> [Jobs]
**a.** Duplicate the passage of the Tegan and Sara essay starting with "At 21, Tegan" and going on through "less like them.".
**b.** How many lines of the listing contain the string "wide"? Case counts, and your reply should be the number alone.

At 21, Tegan and Sara were only six years older than us — a degree of adulthood that seemed aspirational. They’d made and released their first album, Under Feet Like Ours, independently when they were just 19 and signed with Neil Young’s Vapor Records shortly thereafter. Their second record, This Business of Art, came out in 2000, and in 2001 the label rereleased the twins’ indie debut.
My friend A. burned copies for me, printing off a black-and-white inkjet cover with a quote from Tegan: “When it’s all said and done, I’m still gonna be a girl, I’m still gonna be young, and I’m still gonna be a twin ... people are either gonna like the music or not.” I was teaching myself to play guitar poorly, and A. was actually good. We started learning all the T&S songs we could, spending hours working out harmonies, trying to sound both more and less like them.
After their initial indie rise in Canada, Tegan and Sara’s breakout moment came in 2005 when their fourth studio album, So Jealous, was featured no fewer than six times on the first season of Grey’s Anatomy. For the next dozen years, the band delivered records at a respectable pace of once every three or so years — The Con (2007), Sainthood (2009), Heartthrob (2013), and Love You to Death (2016). With each entry in their oeuvre, Tegan and Sara settled into something glossier and more unabashedly pop. They opened for Katy Perry and shared stages with Taylor Swift. They won Junos (the Canadian equivalent of Grammys) and were twice short-listed for the Polaris Music Prize. Their singles would often edge into decent placement on top-40 charts.
On the press circuit for each new album, they often confessed their ambitions for the future: to be at center stage, fill stadiums, have hits that would not only mingle passably on the charts but top them out. But again and again, the definitive, meteoric moment didn’t come. Instead, Tegan and Sara’s success as pop stars has been something harder to tell a story about: They are predictably well liked, consistently good.

> [Stored records]
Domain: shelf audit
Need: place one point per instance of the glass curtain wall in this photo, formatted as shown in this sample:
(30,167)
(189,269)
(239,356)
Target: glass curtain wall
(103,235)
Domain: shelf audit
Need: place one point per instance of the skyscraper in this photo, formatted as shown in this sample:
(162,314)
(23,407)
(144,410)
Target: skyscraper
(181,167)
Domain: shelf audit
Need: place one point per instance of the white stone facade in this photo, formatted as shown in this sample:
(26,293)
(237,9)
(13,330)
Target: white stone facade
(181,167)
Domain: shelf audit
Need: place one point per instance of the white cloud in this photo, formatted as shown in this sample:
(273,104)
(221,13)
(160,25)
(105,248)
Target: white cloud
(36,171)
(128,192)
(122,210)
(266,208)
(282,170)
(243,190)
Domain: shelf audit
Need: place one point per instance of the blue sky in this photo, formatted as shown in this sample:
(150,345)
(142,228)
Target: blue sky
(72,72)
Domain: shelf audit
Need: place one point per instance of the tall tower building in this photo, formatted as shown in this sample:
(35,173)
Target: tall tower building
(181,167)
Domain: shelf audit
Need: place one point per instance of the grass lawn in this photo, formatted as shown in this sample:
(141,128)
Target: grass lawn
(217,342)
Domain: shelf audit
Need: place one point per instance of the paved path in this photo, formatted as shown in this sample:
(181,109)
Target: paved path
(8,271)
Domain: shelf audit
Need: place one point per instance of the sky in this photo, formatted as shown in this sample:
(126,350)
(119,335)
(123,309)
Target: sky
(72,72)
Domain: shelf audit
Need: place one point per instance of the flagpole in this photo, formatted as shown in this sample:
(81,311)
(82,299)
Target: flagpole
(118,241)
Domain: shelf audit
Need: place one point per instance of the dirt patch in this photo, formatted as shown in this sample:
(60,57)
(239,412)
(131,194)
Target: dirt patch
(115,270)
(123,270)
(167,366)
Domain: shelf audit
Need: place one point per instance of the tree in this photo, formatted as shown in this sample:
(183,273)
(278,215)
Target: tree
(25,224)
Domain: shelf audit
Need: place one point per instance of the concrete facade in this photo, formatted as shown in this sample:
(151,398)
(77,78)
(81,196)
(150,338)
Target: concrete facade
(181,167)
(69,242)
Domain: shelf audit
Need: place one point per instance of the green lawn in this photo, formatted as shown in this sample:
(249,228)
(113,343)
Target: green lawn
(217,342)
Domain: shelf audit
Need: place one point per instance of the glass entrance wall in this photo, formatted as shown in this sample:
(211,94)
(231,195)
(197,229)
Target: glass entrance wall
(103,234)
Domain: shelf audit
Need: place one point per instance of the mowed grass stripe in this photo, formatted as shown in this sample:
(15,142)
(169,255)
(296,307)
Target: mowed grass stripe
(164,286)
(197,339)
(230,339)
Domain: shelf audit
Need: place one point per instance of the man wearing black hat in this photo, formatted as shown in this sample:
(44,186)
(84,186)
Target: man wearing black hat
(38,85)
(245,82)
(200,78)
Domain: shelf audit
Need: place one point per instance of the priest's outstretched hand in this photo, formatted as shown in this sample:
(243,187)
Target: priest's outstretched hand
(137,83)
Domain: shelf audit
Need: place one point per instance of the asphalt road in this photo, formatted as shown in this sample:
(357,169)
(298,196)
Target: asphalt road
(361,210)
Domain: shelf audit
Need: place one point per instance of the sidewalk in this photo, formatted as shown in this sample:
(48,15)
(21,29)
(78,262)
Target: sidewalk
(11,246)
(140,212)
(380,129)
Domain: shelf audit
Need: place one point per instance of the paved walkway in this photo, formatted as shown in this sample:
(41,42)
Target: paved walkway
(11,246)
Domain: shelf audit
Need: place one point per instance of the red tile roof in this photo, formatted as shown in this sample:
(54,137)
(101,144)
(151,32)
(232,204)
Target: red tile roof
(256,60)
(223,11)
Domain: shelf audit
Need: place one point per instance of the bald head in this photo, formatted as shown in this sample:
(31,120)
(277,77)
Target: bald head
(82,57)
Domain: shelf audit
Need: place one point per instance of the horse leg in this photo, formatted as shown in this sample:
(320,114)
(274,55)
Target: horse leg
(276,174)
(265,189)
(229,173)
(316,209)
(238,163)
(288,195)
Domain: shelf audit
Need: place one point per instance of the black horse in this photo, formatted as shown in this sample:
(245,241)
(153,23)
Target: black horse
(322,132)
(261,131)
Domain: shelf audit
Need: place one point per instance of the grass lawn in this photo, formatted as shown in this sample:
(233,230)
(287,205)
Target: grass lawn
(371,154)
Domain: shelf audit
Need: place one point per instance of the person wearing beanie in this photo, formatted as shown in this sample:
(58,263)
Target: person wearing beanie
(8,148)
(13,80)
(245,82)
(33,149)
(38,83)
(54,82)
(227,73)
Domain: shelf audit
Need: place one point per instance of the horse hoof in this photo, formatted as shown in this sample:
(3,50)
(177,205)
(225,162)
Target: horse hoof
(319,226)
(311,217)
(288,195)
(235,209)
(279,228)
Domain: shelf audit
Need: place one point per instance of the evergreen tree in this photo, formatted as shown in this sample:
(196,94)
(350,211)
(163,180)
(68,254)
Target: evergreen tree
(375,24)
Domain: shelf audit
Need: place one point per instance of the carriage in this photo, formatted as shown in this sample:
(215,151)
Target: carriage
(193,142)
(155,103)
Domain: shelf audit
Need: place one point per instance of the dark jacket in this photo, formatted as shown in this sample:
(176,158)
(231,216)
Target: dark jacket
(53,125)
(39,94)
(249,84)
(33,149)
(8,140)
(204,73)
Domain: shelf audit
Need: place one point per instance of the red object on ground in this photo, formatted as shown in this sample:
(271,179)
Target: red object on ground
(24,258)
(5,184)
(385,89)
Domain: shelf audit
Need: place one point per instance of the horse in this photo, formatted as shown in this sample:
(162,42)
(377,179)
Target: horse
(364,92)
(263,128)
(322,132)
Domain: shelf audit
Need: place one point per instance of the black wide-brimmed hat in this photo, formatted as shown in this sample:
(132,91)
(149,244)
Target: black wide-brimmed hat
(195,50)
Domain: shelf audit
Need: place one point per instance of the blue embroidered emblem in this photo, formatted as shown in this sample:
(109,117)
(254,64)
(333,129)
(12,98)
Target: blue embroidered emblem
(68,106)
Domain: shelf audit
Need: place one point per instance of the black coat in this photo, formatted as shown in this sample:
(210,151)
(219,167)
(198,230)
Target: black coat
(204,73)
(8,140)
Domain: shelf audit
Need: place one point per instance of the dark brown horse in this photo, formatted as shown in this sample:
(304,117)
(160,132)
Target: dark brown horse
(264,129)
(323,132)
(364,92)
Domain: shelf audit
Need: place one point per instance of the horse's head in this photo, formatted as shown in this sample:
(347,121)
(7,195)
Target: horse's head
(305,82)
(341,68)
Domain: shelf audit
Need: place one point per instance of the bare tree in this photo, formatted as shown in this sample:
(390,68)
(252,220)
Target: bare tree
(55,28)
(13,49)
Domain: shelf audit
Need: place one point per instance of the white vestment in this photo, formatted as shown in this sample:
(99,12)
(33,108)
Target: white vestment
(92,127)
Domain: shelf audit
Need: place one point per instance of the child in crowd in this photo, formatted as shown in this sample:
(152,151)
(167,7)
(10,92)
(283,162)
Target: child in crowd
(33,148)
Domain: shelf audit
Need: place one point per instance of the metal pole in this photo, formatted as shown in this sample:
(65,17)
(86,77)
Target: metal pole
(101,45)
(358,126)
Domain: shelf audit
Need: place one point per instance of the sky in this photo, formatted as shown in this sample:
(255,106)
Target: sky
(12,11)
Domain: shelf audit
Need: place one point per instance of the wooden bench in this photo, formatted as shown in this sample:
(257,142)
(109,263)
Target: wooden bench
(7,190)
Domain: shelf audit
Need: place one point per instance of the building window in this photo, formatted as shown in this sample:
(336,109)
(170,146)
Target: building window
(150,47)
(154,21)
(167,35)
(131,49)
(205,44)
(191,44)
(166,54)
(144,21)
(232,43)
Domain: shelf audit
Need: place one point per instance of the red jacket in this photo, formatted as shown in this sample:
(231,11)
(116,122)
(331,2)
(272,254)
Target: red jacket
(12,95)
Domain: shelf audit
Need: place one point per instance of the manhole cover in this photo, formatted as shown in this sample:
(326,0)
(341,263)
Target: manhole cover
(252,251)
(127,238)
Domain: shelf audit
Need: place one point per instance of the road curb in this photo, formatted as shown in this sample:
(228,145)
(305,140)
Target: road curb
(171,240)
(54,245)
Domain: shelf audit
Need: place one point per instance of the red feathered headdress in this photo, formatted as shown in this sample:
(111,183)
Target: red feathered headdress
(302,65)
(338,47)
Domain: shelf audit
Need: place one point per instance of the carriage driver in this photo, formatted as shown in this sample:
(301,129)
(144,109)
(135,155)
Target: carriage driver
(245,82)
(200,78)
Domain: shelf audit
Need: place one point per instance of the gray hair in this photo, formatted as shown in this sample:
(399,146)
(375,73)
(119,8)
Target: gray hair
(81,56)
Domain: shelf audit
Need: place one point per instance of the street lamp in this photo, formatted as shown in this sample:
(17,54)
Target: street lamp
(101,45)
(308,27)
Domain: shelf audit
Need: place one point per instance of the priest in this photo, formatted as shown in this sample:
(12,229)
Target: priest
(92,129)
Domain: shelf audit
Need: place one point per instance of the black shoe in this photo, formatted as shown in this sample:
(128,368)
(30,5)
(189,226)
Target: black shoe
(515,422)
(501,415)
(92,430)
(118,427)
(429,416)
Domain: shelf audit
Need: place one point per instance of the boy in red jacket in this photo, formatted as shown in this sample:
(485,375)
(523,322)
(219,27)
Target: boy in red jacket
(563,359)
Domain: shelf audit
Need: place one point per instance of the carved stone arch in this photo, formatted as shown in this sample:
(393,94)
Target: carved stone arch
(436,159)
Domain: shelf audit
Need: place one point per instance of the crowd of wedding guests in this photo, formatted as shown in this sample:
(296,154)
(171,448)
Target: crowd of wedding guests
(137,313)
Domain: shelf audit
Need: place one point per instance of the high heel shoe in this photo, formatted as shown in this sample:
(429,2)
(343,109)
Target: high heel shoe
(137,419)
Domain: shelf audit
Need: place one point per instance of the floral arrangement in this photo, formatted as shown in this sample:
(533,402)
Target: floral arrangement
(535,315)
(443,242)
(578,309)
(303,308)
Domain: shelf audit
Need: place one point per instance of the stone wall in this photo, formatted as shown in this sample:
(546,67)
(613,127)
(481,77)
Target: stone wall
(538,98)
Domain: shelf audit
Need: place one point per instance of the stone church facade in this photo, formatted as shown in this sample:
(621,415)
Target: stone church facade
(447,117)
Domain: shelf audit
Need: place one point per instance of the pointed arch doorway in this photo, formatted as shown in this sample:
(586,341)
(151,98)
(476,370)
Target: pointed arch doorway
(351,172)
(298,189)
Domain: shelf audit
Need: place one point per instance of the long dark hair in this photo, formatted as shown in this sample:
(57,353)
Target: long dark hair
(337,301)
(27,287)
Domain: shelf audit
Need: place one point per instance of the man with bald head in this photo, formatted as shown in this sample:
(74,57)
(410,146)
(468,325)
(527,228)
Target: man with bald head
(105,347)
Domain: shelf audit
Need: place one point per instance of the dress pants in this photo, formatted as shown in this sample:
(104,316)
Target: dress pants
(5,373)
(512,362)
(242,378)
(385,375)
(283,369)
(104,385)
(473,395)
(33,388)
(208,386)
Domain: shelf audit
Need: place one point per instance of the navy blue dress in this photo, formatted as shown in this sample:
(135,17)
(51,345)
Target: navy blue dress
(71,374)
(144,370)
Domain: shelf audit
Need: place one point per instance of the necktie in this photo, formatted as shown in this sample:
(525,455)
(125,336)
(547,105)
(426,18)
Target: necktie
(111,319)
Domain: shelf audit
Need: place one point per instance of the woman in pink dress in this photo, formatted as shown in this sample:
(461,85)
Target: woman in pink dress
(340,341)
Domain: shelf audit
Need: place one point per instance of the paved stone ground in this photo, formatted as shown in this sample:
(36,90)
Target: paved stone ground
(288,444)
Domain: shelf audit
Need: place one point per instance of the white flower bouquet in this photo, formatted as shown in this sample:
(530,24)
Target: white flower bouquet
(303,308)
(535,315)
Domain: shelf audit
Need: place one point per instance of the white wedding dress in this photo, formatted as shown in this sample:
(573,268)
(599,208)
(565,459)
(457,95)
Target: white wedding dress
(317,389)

> [Solutions to the exercise]
**a.**
At 21, Tegan and Sara were only six years older than us — a degree of adulthood that seemed aspirational. They’d made and released their first album, Under Feet Like Ours, independently when they were just 19 and signed with Neil Young’s Vapor Records shortly thereafter. Their second record, This Business of Art, came out in 2000, and in 2001 the label rereleased the twins’ indie debut.
My friend A. burned copies for me, printing off a black-and-white inkjet cover with a quote from Tegan: “When it’s all said and done, I’m still gonna be a girl, I’m still gonna be young, and I’m still gonna be a twin ... people are either gonna like the music or not.” I was teaching myself to play guitar poorly, and A. was actually good. We started learning all the T&S songs we could, spending hours working out harmonies, trying to sound both more and less like them.

**b.** 2